Quote each line exactly, from the line that contains "Target: black car" down to the last line of the listing, and no other lines.

++++++

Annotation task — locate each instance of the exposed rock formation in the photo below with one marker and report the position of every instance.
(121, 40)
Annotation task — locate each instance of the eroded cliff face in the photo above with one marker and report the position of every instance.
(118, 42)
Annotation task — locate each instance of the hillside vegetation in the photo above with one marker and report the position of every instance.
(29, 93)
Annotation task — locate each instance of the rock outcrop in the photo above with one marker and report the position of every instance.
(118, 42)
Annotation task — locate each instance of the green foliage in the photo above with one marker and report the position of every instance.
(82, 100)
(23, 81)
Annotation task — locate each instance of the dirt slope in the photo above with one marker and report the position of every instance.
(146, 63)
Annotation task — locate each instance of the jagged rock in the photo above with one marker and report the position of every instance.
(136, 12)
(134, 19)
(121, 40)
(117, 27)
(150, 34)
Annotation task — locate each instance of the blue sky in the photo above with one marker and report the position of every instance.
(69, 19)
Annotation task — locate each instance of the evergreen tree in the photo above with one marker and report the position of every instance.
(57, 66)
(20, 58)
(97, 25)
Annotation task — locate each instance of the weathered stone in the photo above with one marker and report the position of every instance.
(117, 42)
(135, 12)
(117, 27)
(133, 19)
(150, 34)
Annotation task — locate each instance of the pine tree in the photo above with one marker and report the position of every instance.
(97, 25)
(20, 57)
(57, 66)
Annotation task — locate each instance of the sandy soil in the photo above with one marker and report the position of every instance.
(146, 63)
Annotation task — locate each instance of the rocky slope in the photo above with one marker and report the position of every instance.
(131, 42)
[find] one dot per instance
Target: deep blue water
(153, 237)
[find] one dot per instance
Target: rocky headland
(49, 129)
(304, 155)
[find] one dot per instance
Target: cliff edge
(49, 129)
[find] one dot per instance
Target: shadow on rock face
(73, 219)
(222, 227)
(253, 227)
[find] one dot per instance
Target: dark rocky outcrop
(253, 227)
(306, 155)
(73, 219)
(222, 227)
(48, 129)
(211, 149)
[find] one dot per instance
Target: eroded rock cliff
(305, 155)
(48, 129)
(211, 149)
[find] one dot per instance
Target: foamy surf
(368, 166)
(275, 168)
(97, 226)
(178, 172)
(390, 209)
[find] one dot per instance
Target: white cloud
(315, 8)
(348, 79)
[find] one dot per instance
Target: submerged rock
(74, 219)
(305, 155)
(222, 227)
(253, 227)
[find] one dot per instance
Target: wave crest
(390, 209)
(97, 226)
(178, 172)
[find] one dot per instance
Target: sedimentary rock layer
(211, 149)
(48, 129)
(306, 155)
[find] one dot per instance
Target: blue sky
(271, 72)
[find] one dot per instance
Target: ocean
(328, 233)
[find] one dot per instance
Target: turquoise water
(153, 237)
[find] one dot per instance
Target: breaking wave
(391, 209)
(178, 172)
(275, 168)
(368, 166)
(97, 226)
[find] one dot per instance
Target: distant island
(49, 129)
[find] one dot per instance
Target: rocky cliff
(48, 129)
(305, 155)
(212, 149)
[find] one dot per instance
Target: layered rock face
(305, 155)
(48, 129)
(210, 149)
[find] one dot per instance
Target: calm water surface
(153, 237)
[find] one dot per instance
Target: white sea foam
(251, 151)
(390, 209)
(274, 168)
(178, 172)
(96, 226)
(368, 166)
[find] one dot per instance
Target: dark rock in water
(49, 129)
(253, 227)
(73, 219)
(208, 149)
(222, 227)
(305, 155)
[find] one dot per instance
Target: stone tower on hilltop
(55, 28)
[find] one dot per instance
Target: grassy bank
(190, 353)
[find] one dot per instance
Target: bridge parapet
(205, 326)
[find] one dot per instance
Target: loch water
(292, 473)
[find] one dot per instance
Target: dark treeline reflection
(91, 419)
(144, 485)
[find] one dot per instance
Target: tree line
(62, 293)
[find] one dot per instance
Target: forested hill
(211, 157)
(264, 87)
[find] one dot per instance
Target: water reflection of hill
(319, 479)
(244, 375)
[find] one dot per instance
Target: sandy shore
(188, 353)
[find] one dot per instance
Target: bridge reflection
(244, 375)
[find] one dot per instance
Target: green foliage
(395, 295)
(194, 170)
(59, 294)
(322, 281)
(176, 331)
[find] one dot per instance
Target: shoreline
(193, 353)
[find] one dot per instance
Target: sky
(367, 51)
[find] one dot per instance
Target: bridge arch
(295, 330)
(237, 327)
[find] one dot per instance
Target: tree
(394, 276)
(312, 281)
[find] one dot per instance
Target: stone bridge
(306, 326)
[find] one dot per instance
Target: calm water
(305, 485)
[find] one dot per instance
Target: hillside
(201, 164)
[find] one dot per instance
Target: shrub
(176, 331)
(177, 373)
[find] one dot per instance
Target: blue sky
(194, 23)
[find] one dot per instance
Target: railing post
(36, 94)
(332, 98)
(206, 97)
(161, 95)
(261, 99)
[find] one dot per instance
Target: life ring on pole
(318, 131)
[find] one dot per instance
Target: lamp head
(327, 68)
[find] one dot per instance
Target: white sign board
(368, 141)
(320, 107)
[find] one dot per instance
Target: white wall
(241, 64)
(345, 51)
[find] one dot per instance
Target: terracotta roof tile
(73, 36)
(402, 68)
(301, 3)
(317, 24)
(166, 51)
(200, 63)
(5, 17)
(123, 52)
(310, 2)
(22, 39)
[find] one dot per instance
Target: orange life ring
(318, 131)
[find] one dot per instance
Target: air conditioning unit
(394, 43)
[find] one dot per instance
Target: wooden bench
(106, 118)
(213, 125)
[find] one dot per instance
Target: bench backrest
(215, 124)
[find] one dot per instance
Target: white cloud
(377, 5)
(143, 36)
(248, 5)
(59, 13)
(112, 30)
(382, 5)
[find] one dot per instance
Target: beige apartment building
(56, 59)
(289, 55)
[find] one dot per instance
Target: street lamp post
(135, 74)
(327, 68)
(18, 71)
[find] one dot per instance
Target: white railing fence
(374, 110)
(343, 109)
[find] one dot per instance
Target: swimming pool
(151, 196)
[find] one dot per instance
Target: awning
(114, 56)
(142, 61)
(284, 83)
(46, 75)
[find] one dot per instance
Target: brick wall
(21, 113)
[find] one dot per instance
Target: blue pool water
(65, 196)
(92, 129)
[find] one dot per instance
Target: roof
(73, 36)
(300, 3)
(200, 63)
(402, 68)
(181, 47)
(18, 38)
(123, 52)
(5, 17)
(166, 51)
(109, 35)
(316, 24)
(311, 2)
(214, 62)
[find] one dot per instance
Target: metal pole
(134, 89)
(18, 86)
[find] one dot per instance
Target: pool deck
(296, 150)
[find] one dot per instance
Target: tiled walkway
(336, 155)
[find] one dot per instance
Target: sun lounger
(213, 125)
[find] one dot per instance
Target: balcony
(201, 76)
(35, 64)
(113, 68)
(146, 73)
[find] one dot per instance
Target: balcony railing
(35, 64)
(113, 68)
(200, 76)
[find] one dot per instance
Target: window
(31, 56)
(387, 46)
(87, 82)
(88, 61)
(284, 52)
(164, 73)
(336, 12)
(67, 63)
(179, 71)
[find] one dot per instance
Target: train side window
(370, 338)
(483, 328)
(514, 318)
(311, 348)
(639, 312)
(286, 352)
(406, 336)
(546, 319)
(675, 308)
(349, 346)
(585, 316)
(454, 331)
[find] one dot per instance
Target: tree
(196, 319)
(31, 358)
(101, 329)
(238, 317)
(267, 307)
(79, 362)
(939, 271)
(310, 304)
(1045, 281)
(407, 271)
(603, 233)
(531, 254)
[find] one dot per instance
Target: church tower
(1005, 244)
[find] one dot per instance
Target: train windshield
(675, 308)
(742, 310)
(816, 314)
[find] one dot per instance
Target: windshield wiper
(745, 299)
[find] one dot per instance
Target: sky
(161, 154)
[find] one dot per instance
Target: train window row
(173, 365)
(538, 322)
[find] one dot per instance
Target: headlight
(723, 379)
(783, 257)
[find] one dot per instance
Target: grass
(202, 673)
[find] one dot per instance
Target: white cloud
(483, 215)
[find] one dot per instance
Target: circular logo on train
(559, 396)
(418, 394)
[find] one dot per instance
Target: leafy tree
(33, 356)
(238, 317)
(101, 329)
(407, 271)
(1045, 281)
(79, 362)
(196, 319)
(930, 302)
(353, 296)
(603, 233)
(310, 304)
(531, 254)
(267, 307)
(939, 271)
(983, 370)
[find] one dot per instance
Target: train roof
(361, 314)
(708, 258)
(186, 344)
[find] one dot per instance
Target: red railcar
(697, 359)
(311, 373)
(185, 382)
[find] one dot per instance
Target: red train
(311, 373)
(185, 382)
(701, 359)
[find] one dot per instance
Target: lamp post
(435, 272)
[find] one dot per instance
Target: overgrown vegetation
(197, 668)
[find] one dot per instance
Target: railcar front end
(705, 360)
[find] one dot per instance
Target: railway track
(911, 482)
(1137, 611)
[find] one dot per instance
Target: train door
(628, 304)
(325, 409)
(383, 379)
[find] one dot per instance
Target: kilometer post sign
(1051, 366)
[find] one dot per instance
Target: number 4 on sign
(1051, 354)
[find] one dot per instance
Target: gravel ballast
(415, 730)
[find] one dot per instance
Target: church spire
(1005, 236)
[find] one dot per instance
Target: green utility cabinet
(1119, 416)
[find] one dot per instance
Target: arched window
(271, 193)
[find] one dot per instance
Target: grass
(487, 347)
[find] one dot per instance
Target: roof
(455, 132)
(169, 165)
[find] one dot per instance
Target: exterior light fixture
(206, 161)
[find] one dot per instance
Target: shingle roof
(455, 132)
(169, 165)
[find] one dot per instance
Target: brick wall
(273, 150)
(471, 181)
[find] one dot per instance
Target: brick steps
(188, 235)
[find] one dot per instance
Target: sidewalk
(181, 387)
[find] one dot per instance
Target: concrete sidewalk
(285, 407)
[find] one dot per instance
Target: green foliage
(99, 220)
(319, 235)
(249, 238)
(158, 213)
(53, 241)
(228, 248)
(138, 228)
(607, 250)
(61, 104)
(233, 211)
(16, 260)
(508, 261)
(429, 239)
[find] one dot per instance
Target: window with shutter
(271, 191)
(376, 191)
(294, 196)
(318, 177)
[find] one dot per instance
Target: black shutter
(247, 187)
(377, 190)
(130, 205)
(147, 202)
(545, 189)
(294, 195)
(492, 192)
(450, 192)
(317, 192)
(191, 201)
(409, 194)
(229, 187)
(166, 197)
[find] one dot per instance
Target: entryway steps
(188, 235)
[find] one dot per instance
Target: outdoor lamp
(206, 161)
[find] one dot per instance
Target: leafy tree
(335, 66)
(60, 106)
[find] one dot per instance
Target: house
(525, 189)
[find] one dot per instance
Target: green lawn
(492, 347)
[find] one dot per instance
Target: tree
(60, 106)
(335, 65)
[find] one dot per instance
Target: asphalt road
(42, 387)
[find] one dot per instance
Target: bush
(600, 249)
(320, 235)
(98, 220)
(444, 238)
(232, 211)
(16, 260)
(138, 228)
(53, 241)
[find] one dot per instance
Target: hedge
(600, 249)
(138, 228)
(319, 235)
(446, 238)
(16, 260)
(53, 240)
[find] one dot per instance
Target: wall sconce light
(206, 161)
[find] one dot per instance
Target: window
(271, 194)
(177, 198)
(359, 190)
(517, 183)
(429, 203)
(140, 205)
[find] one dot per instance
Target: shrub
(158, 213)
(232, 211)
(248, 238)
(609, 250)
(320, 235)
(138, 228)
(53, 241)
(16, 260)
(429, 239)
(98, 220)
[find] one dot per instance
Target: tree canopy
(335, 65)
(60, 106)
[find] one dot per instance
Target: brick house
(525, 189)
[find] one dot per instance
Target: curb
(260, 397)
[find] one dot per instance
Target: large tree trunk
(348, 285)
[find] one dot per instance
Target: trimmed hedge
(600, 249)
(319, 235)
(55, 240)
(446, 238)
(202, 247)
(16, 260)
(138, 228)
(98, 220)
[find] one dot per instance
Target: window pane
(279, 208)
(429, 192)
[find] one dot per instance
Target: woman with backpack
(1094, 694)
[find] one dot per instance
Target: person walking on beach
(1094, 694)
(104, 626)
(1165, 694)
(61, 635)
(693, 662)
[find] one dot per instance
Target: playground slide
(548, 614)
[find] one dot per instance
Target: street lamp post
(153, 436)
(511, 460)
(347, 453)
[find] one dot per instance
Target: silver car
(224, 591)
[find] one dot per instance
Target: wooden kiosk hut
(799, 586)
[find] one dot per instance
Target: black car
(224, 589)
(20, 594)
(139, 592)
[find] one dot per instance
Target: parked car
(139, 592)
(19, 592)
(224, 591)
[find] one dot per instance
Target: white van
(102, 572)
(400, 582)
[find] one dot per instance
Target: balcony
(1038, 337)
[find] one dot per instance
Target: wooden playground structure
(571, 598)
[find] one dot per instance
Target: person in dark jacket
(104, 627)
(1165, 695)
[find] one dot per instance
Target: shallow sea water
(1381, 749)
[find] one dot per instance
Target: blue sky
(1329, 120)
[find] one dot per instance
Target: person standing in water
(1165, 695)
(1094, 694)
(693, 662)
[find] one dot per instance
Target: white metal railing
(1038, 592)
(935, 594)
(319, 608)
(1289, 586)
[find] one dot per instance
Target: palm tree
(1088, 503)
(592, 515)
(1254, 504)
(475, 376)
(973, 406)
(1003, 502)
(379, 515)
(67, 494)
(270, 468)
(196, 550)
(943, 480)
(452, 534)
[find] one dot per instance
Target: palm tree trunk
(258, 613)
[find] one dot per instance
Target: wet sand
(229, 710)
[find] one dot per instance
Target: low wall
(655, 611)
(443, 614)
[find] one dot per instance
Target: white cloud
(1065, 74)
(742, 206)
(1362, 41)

++++++

■ WRITTEN RESPONSE ■
Target: black car
(224, 589)
(20, 594)
(139, 592)
[find] one dot per instance
Target: parked car
(139, 592)
(19, 592)
(224, 591)
[find] one dot per instance
Target: white van
(102, 572)
(400, 582)
[find] one dot per instance
Target: balcony
(1038, 337)
[find] one dot per instance
Target: wooden playground structure
(571, 598)
[find] one dot per instance
Target: person in dark jacket
(104, 627)
(1165, 695)
[find] one dot per instance
Target: shallow sea water
(1381, 749)
[find] one dot per instance
Target: blue sky
(1329, 120)
[find] one dot per instance
Target: person standing in water
(1165, 695)
(1094, 694)
(693, 662)
[find] one dot per instance
Target: white metal railing
(1038, 592)
(935, 594)
(319, 608)
(1289, 586)
[find] one dot per instance
Target: palm tree
(1088, 503)
(592, 515)
(1254, 504)
(475, 376)
(973, 406)
(1003, 502)
(379, 515)
(67, 494)
(270, 468)
(196, 550)
(943, 480)
(452, 534)
[find] one dot per instance
Target: palm tree trunk
(258, 613)
[find] one dot per instance
Target: wet sand
(229, 710)
[find] one dot per instance
Target: low wall
(655, 611)
(443, 614)
[find] one dot per instance
Target: white cloud
(1065, 74)
(742, 206)
(1362, 41)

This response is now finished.